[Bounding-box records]
· · · · · · ·

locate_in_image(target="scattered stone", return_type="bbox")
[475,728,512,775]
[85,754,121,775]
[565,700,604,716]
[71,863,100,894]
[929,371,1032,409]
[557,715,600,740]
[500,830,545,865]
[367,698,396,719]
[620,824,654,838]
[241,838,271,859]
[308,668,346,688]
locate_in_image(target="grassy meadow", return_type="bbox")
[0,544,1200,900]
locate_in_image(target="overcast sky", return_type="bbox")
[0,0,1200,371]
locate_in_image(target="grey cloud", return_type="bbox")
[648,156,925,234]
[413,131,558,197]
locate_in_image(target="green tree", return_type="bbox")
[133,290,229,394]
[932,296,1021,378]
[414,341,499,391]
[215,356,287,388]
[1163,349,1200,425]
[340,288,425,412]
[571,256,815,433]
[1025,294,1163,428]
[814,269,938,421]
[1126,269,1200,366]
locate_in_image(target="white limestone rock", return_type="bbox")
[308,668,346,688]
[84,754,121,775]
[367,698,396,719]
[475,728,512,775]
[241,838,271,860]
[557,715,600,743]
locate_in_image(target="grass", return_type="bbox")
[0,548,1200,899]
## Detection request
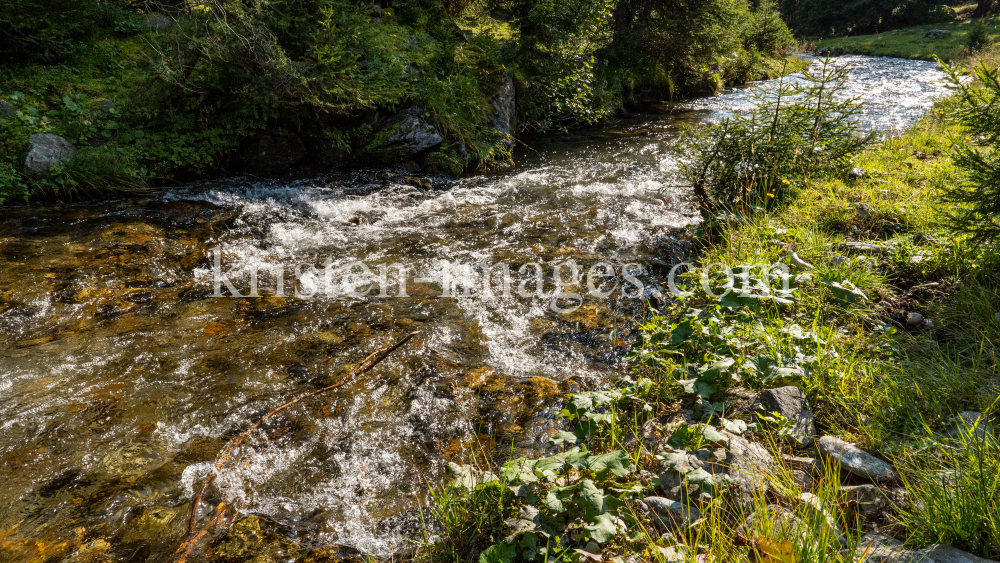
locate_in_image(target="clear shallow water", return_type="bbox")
[0,57,946,561]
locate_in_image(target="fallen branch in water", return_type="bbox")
[174,332,420,563]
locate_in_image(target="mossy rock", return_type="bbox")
[210,516,268,563]
[424,150,465,177]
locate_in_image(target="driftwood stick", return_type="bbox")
[175,332,420,563]
[215,332,420,469]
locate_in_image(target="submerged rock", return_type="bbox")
[816,436,899,483]
[24,133,76,178]
[211,516,265,562]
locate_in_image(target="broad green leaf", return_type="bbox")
[479,543,517,563]
[580,479,604,514]
[722,419,747,434]
[701,426,729,444]
[517,533,544,561]
[587,450,632,477]
[545,491,566,514]
[583,513,619,543]
[566,448,591,471]
[670,319,694,346]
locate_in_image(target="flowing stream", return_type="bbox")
[0,57,947,561]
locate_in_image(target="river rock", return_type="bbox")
[816,436,899,483]
[212,516,265,562]
[493,70,516,151]
[240,135,308,176]
[643,497,701,528]
[857,535,997,563]
[781,454,823,475]
[723,432,777,498]
[24,133,76,178]
[0,100,17,119]
[754,385,816,445]
[799,493,847,543]
[840,485,889,519]
[386,107,444,154]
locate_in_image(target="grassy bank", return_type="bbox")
[0,0,795,204]
[408,74,1000,563]
[817,18,1000,61]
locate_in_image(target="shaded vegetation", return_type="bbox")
[0,0,794,203]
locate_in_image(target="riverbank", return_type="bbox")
[406,93,1000,563]
[816,17,1000,62]
[0,0,796,205]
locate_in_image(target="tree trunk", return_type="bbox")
[972,0,1000,18]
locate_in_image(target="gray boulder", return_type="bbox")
[754,385,816,445]
[0,100,17,119]
[24,133,76,178]
[493,71,515,151]
[643,497,701,528]
[240,135,309,176]
[816,436,899,483]
[857,535,997,563]
[723,432,777,498]
[386,108,444,154]
[840,485,889,520]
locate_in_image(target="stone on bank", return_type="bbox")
[24,133,76,178]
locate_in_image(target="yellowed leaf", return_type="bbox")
[753,537,802,563]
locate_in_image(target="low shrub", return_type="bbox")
[677,58,873,218]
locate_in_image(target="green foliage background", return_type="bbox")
[0,0,794,203]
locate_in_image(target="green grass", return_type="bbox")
[416,88,1000,563]
[817,18,1000,61]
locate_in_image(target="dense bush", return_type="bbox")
[607,0,795,103]
[941,63,1000,241]
[0,0,794,201]
[0,0,142,64]
[677,59,871,219]
[780,0,955,36]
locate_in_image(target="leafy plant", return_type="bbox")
[939,59,1000,242]
[677,58,873,218]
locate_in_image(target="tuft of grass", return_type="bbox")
[897,426,1000,559]
[818,18,1000,61]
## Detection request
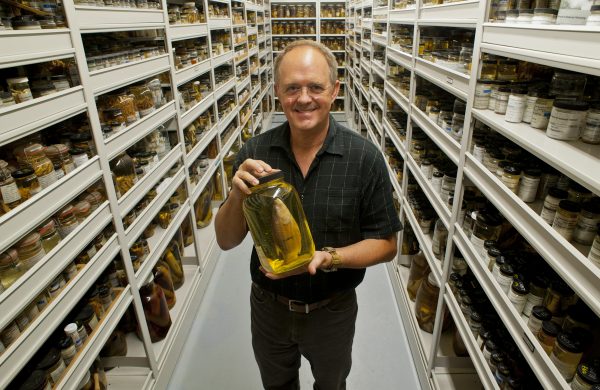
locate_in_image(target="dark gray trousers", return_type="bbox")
[250,284,358,390]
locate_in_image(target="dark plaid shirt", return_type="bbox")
[234,116,402,303]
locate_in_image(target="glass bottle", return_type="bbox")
[406,251,430,302]
[243,172,315,273]
[137,274,171,343]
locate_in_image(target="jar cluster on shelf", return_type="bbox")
[0,116,96,215]
[0,181,110,300]
[489,0,600,26]
[419,27,475,73]
[473,55,600,145]
[83,30,166,72]
[272,20,317,35]
[271,4,316,18]
[0,58,80,109]
[96,76,170,138]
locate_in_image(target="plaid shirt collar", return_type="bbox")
[270,114,344,156]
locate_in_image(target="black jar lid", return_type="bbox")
[556,332,583,353]
[577,360,600,385]
[531,305,552,321]
[553,99,590,111]
[542,321,560,336]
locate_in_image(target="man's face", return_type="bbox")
[275,46,340,131]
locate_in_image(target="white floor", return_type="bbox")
[169,239,420,390]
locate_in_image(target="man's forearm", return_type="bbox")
[337,233,397,268]
[215,195,248,250]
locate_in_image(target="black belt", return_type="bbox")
[252,282,339,314]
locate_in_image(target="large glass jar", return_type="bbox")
[0,248,25,289]
[137,274,171,343]
[23,144,57,188]
[110,152,138,197]
[406,252,430,301]
[243,172,315,273]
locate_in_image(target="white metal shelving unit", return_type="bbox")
[0,0,274,389]
[346,0,600,389]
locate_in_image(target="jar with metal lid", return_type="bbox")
[527,306,552,336]
[571,359,600,390]
[16,232,46,269]
[137,274,171,343]
[540,187,569,225]
[552,199,581,241]
[35,348,66,384]
[6,76,33,103]
[0,248,26,289]
[546,99,589,141]
[38,219,62,253]
[550,332,583,382]
[57,205,79,239]
[23,144,57,188]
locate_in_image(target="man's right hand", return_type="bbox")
[230,158,273,199]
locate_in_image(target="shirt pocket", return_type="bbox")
[313,188,360,232]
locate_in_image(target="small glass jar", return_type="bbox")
[552,199,581,241]
[0,248,26,289]
[527,306,552,336]
[540,187,569,225]
[550,332,583,382]
[38,219,62,253]
[537,321,560,356]
[546,99,589,141]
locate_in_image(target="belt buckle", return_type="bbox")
[288,299,310,314]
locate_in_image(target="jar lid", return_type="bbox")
[558,199,581,213]
[0,248,19,266]
[19,370,48,390]
[35,348,61,370]
[38,219,56,236]
[552,99,590,111]
[577,360,600,385]
[556,332,583,353]
[548,187,569,199]
[17,232,40,248]
[542,320,560,336]
[531,305,552,321]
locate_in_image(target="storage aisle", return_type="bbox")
[169,238,420,390]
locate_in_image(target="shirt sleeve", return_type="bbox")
[360,146,402,239]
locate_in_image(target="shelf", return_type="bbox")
[454,224,568,389]
[481,23,600,76]
[0,87,87,144]
[135,202,190,288]
[169,23,208,41]
[115,148,181,218]
[54,286,133,390]
[410,104,460,165]
[419,0,479,28]
[152,265,200,366]
[415,58,469,102]
[472,109,600,194]
[0,29,75,68]
[465,154,600,315]
[125,167,185,247]
[181,93,215,129]
[0,156,102,251]
[75,5,165,32]
[0,232,119,388]
[175,59,212,86]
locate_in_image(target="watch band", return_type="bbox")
[321,246,342,272]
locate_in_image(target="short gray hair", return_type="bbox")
[275,39,337,85]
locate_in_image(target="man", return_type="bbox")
[215,41,401,390]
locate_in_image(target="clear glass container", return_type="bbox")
[243,172,315,273]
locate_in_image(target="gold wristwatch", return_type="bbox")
[321,246,342,272]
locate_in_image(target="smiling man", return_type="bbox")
[215,41,402,390]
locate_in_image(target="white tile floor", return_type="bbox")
[169,238,420,390]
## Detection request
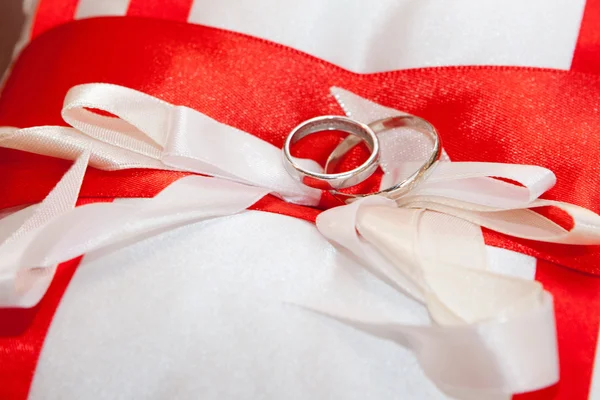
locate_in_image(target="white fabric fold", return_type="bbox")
[0,84,600,399]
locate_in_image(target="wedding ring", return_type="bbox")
[325,115,442,202]
[283,115,379,190]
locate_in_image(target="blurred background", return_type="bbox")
[0,0,25,76]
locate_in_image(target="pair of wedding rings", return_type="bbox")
[283,115,442,202]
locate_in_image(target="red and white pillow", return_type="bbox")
[0,0,600,399]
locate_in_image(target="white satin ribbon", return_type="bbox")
[0,84,600,399]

· · · · · · ·

DIRECTIONS FOR THIS TASK
Count the lines of the records above that contain the string "background", matching case exactly, and give only the number.

EXERCISE RESULT
2